#### [PASSAGE GIVEN]

Congressional approval rating is at historic lows because most Democrats do not like what Congress is doing. In fact, Republicans approve of Congress more strongly than Democrats do. The mechanism set up to address a situation like this is a primary campaign for the Democratic nomination. Democratic leaders represent not only their district or state, but the Democrats in their district or state as well. This is a formal dual role that Democratic leaders have taken on by winning the party nomination, and it is one that is technically ratified every election cycle during the primary.
I don't have data on how often Democratic incumbents are challenged in primaries, but I think it's pretty obvious at this point that the answer is, not very often. Let's do a thought experiment to prove this point. Process reformers often complain about gerrymandering of districts protecting incumbents from challenge, which is why incumbents support drawing strong blue or red districts. Yet, gerrymandering wouldn't protect these incumbents if there were regular strong primary challenges. This possible fluidity in the political system - safe seats do have competitive electoral possibilities, only those possibilities exist in the primary system - doesn't really pan out.

#### [WRITTEN TASK 1]
Return each line of the listing that contains the word "instance", treating uppercase and lowercase as different.

#### [DATA PROVIDED]
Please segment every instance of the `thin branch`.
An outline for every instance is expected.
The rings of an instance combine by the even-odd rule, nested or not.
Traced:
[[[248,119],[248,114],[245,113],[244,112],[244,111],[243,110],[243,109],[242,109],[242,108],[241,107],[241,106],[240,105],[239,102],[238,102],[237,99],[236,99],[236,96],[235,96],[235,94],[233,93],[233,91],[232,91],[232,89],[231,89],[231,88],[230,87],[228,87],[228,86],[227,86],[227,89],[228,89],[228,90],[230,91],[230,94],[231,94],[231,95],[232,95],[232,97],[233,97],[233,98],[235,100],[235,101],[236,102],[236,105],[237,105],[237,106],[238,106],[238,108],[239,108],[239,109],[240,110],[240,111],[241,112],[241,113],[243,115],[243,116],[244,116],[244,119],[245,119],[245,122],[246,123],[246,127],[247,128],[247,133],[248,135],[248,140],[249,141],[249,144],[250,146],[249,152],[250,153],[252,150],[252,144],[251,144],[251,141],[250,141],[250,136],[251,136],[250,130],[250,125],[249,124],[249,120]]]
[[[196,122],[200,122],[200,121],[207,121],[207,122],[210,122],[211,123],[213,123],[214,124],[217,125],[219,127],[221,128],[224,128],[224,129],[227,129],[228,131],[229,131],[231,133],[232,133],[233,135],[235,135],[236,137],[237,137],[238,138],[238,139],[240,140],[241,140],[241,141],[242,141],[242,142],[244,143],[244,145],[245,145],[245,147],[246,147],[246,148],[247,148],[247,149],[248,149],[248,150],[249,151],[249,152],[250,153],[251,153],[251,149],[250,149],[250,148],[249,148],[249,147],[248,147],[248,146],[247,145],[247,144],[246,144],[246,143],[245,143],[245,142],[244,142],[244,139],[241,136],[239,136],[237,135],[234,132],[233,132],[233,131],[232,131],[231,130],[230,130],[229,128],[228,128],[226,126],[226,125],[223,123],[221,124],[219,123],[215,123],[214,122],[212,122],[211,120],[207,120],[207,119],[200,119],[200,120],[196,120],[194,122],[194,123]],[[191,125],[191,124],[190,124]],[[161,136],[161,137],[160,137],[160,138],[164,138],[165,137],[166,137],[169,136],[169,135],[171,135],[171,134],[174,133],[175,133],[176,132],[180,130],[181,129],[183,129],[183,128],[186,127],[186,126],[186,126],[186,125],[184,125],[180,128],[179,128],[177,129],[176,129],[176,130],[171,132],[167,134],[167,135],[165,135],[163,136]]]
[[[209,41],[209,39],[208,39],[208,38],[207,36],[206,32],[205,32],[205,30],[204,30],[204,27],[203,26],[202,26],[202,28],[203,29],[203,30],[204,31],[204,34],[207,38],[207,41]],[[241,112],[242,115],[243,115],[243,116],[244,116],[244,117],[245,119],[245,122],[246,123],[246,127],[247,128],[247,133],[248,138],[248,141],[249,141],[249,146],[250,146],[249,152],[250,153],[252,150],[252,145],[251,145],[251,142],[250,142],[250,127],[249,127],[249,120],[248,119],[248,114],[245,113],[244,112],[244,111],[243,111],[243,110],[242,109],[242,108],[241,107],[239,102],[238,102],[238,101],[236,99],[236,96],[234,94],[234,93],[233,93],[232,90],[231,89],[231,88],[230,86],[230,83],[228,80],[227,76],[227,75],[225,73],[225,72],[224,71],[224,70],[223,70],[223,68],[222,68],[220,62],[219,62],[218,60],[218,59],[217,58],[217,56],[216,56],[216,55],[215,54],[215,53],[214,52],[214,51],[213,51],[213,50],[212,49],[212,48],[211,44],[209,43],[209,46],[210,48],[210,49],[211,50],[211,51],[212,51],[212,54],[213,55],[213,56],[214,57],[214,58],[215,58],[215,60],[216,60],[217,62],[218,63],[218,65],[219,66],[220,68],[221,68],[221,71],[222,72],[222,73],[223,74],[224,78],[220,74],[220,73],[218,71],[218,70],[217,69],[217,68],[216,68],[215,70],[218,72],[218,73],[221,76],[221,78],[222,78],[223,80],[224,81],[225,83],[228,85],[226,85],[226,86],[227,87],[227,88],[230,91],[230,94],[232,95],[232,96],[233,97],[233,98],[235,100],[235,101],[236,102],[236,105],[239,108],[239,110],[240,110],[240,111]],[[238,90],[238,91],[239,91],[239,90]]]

#### [WRITTEN TASK 2]
Reproduce the passage on congressional primary challenges in full, word for word.

#### [FULL ANSWER 1]
Please segment every instance of the `thin branch`.
An outline for every instance is expected.
The rings of an instance combine by the even-odd rule, nested or not.

#### [FULL ANSWER 2]
Congressional approval rating is at historic lows because most Democrats do not like what Congress is doing. In fact, Republicans approve of Congress more strongly than Democrats do. The mechanism set up to address a situation like this is a primary campaign for the Democratic nomination. Democratic leaders represent not only their district or state, but the Democrats in their district or state as well. This is a formal dual role that Democratic leaders have taken on by winning the party nomination, and it is one that is technically ratified every election cycle during the primary.
I don't have data on how often Democratic incumbents are challenged in primaries, but I think it's pretty obvious at this point that the answer is, not very often. Let's do a thought experiment to prove this point. Process reformers often complain about gerrymandering of districts protecting incumbents from challenge, which is why incumbents support drawing strong blue or red districts. Yet, gerrymandering wouldn't protect these incumbents if there were regular strong primary challenges. This possible fluidity in the political system - safe seats do have competitive electoral possibilities, only those possibilities exist in the primary system - doesn't really pan out.